# Extract provided
══════
HTTP Pagination
NoETL provides automatic pagination support for HTTP actions, allowing you to fetch all pages of data with declarative configuration.
Overview
Many REST APIs return data in pages to limit response sizes. NoETL's pagination feature automatically:
- Makes sequential HTTP requests while data remains
- Merges results across pages
- Handles retry for failed requests
- Prevents infinite loops with safety limits
Quick Start
- step: fetch_all_data
tool: http
url: "{{ api_url }}/data"
params:
page: 1
pageSize: 100
loop:
pagination:
type: response_based
continue_while: "{{ response.data.paging.hasMore == true }}"
next_page:
params:
page: "{{ (response.data.paging.page | int) + 1 }}"
══════
# Request 1
Copy the listing from the line containing "Each instance of the car" through the end of the listing, swapping "rear wheel" for "front wheel" and leaving everything else unchanged.
══════
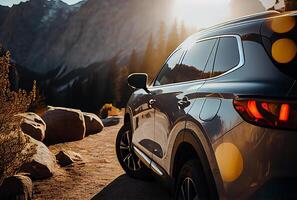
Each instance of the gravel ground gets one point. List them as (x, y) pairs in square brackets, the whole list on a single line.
[(98, 177)]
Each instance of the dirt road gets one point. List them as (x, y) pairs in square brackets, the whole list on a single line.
[(100, 177)]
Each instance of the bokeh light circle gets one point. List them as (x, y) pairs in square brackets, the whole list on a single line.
[(284, 50), (230, 161)]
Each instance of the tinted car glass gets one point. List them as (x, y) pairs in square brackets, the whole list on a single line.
[(227, 55), (195, 61), (192, 67), (165, 76)]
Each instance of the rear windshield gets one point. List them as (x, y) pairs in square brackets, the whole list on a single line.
[(279, 36)]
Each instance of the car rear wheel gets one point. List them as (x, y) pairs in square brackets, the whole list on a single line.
[(131, 164), (191, 184)]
══════
# Request 2
According to the page on HTTP pagination, what does NoETL's pagination feature use to prevent infinite loops?

# Finished answer 1
Each instance of the car front wheel gets one point. List them as (x, y) pairs in square brackets, the whole list on a single line.
[(131, 164), (191, 184)]

# Finished answer 2
Safety limits.